--- EXERCISE DESCRIPTION ---
Of the records that follow, copy only the lines from the line containing "box: [125, 419, 146, 433]" to the line containing "positive clicks: (169, 310)", both included, exactly as written.

--- Collected data ---
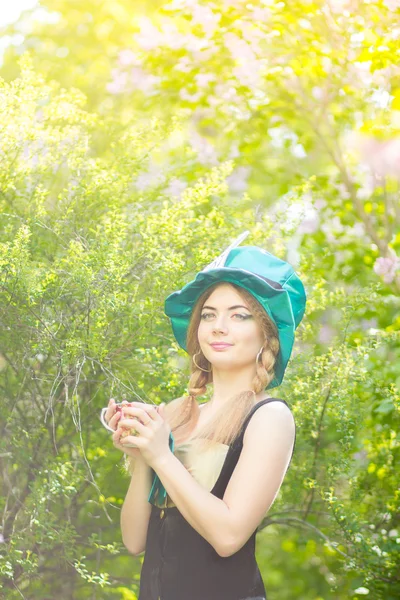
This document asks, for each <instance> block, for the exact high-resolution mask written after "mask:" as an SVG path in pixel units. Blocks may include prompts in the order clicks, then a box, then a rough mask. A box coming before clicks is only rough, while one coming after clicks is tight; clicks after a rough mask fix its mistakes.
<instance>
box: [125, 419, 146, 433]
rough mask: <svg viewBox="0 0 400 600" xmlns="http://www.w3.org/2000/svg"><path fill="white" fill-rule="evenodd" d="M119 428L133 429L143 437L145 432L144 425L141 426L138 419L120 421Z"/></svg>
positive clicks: (141, 425) (145, 431)
mask: <svg viewBox="0 0 400 600" xmlns="http://www.w3.org/2000/svg"><path fill="white" fill-rule="evenodd" d="M119 426H120V427H126V429H133V430H134V431H137V432H138V433H140V434H141V435H144V434H145V433H146V432H147V427H146V425H143V423H141V422H140V421H138V419H121V421H120V423H119Z"/></svg>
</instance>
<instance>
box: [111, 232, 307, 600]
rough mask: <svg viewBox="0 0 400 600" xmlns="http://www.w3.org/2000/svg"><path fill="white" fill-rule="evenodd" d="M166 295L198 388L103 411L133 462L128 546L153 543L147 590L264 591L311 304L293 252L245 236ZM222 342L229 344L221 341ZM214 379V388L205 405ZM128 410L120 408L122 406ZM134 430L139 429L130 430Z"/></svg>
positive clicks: (169, 310)
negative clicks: (276, 512) (188, 393)
mask: <svg viewBox="0 0 400 600" xmlns="http://www.w3.org/2000/svg"><path fill="white" fill-rule="evenodd" d="M246 235H248V232H245V233H244V234H242V235H241V236H240V237H239V238H238V239H237V240H235V242H233V244H231V245H230V246H229V247H228V248H227V249H226V250H225V252H224V253H223V254H222V255H221V256H220V257H218V258H217V259H216V260H215V261H213V262H212V263H211V264H210V265H209V266H208V267H206V268H205V269H203V270H202V271H201V272H200V273H198V274H197V276H196V278H195V280H194V281H192V282H190V283H189V284H187V285H186V286H185V287H184V288H182V290H180V291H179V292H174V293H173V294H171V295H170V296H169V297H168V298H167V299H166V302H165V312H166V314H167V316H169V317H170V319H171V323H172V328H173V331H174V334H175V337H176V339H177V341H178V343H179V344H180V346H181V347H182V348H184V349H185V350H186V351H187V352H188V353H189V355H190V356H191V357H192V373H191V377H190V380H189V385H188V391H189V394H188V395H187V396H184V397H182V398H178V399H176V400H174V401H172V402H170V403H169V404H168V405H167V406H164V405H162V406H161V407H158V410H157V408H155V407H154V406H152V405H148V404H143V403H131V405H130V406H128V405H127V404H125V405H124V406H123V410H122V411H119V412H118V411H117V410H116V405H115V402H114V400H110V404H109V407H108V408H107V409H103V410H104V411H106V413H105V419H106V421H107V422H108V424H109V427H110V428H111V429H112V430H113V431H114V430H115V431H114V434H113V442H114V445H115V446H116V447H117V448H119V449H121V450H122V451H123V452H124V453H125V454H126V455H128V456H129V457H130V460H131V461H132V463H131V464H132V466H131V473H132V479H131V484H130V487H129V490H128V492H127V495H126V498H125V502H124V505H123V508H122V511H121V529H122V537H123V541H124V544H125V545H126V547H127V548H128V550H130V551H131V552H132V553H133V554H135V555H138V554H140V553H141V552H143V551H144V550H145V551H146V552H145V557H144V562H143V567H142V573H141V580H140V595H139V600H265V599H266V594H265V588H264V584H263V581H262V578H261V574H260V571H259V569H258V566H257V562H256V560H255V535H256V531H257V528H258V526H259V525H260V523H261V521H262V520H263V518H264V517H265V516H266V514H267V512H268V510H269V509H270V507H271V506H272V504H273V502H274V500H275V498H276V496H277V494H278V492H279V489H280V486H281V484H282V481H283V479H284V476H285V474H286V471H287V469H288V467H289V464H290V461H291V458H292V455H293V451H294V445H295V439H296V431H295V423H294V419H293V416H292V413H291V411H290V409H289V407H288V405H287V404H286V402H285V401H284V400H281V399H279V398H271V397H268V396H267V395H266V394H265V390H267V389H270V388H273V387H276V386H277V385H279V384H280V383H281V381H282V378H283V374H284V371H285V369H286V366H287V363H288V360H289V357H290V354H291V351H292V347H293V342H294V331H295V329H296V328H297V326H298V325H299V323H300V321H301V319H302V317H303V315H304V311H305V303H306V294H305V290H304V286H303V284H302V282H301V281H300V279H299V277H298V276H297V274H296V273H295V272H294V270H293V268H292V267H291V266H290V265H289V264H288V263H286V262H285V261H282V260H280V259H279V258H277V257H275V256H273V255H271V254H270V253H268V252H266V251H265V250H262V249H261V248H258V247H255V246H243V247H240V248H238V247H237V246H238V244H239V243H240V242H241V241H242V240H243V239H244V237H246ZM222 344H223V345H222ZM209 383H212V386H213V390H212V397H211V399H210V401H209V402H206V403H203V404H202V405H200V406H199V404H198V403H197V401H196V398H197V396H201V395H203V394H204V393H205V392H206V390H207V385H208V384H209ZM121 413H122V414H121ZM132 434H133V435H132Z"/></svg>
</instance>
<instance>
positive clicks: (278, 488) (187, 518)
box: [152, 402, 295, 557]
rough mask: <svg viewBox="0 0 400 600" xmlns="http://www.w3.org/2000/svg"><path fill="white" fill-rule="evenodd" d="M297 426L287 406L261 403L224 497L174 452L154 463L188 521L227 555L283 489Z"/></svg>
mask: <svg viewBox="0 0 400 600" xmlns="http://www.w3.org/2000/svg"><path fill="white" fill-rule="evenodd" d="M294 432H295V425H294V420H293V416H292V414H291V412H290V410H289V409H288V407H287V406H285V405H284V404H282V403H278V402H271V403H269V404H265V405H264V406H261V407H260V408H259V409H258V410H257V411H256V412H255V413H254V415H253V416H252V418H251V419H250V422H249V424H248V427H247V429H246V432H245V436H244V440H243V448H242V452H241V454H240V457H239V460H238V463H237V465H236V467H235V469H234V471H233V474H232V477H231V479H230V481H229V483H228V486H227V489H226V491H225V494H224V498H223V500H220V499H219V498H217V497H216V496H214V495H213V494H211V493H210V492H208V491H207V490H206V489H204V488H203V487H202V486H201V485H200V484H199V483H198V482H197V481H196V480H195V479H194V478H193V477H192V476H191V475H190V473H189V472H188V471H187V470H186V468H185V467H184V465H183V464H182V463H181V462H180V461H179V460H178V458H176V456H174V455H173V454H172V453H171V452H170V453H166V454H164V455H162V456H161V457H160V459H159V460H158V461H156V462H154V464H152V467H153V469H154V470H155V471H156V473H157V474H158V476H159V478H160V479H161V481H162V483H163V485H164V487H165V489H166V491H167V493H168V495H169V496H170V498H171V499H172V501H173V502H174V504H175V505H176V507H177V508H178V510H179V511H180V513H181V514H182V516H183V517H184V518H185V519H186V521H188V523H189V524H190V525H191V526H192V527H193V528H194V529H195V530H196V531H197V532H198V533H200V535H202V536H203V537H204V538H205V539H206V540H207V541H208V542H209V543H210V544H211V545H212V546H213V547H214V549H215V550H216V552H217V553H218V554H219V555H220V556H223V557H227V556H231V555H232V554H234V553H235V552H237V551H238V550H240V548H241V547H242V546H243V545H244V544H245V543H246V541H247V540H248V539H249V537H250V536H251V534H252V533H253V532H254V531H255V530H256V529H257V527H258V525H259V524H260V523H261V521H262V519H263V518H264V517H265V514H266V513H267V511H268V510H269V508H270V507H271V505H272V503H273V501H274V499H275V497H276V495H277V494H278V491H279V488H280V486H281V484H282V481H283V478H284V476H285V473H286V470H287V467H288V464H289V461H290V456H291V452H292V448H293V444H294Z"/></svg>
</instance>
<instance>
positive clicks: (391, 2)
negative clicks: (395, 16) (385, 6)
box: [383, 0, 400, 12]
mask: <svg viewBox="0 0 400 600" xmlns="http://www.w3.org/2000/svg"><path fill="white" fill-rule="evenodd" d="M383 4H385V6H386V8H388V9H389V10H390V11H391V12H394V11H396V10H397V9H399V8H400V0H383Z"/></svg>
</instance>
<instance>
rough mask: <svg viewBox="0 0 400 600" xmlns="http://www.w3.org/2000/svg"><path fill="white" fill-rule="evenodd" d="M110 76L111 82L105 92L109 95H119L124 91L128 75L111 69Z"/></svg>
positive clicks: (121, 71) (127, 78)
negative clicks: (106, 90)
mask: <svg viewBox="0 0 400 600" xmlns="http://www.w3.org/2000/svg"><path fill="white" fill-rule="evenodd" d="M111 75H112V76H113V80H112V81H110V82H108V83H107V85H106V88H107V91H108V92H110V94H121V93H122V92H123V91H125V88H126V82H127V79H128V74H127V73H125V72H123V71H119V70H118V69H112V70H111Z"/></svg>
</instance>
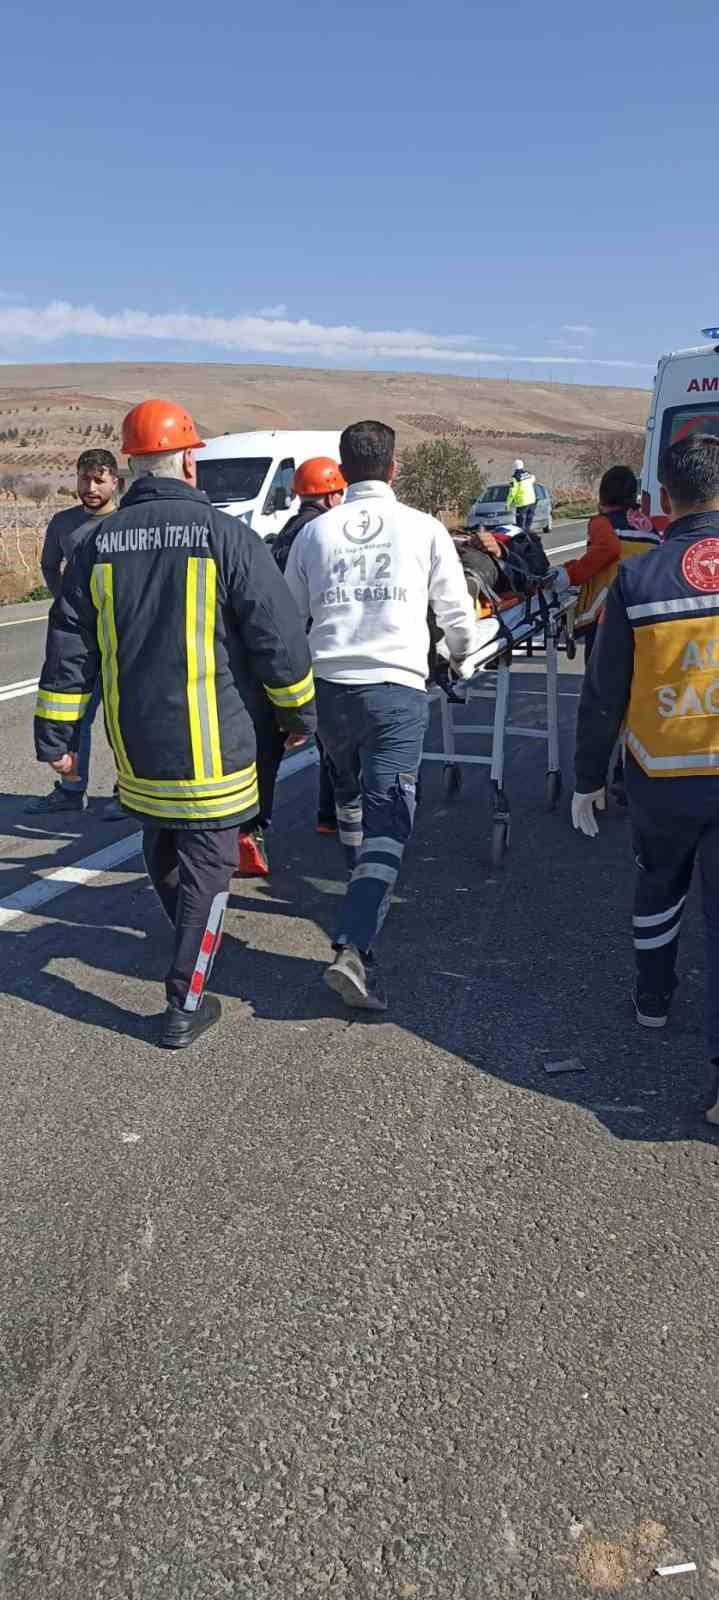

--- ANSWER TO THIS PROBLEM ---
box: [125, 419, 146, 433]
rough mask: <svg viewBox="0 0 400 600" xmlns="http://www.w3.org/2000/svg"><path fill="white" fill-rule="evenodd" d="M119 428L133 429L143 437L145 432L144 425L141 426L138 419L120 421Z"/></svg>
positive clicks: (141, 425) (145, 431)
mask: <svg viewBox="0 0 400 600" xmlns="http://www.w3.org/2000/svg"><path fill="white" fill-rule="evenodd" d="M119 426H120V427H126V429H133V430H134V431H137V432H138V433H140V434H141V435H144V434H145V433H146V432H147V427H146V425H143V423H141V422H140V421H138V419H121V421H120V423H119Z"/></svg>
</instance>
<instance>
box: [111, 232, 307, 600]
rough mask: <svg viewBox="0 0 400 600" xmlns="http://www.w3.org/2000/svg"><path fill="white" fill-rule="evenodd" d="M166 295L198 388L103 411L133 462L128 546L153 543L147 590L264 591L311 304L293 252L245 236ZM222 342L229 344L221 341ZM214 379V388L205 405ZM128 410L120 408L122 406ZM134 430L139 429L130 430Z"/></svg>
positive clicks: (169, 310)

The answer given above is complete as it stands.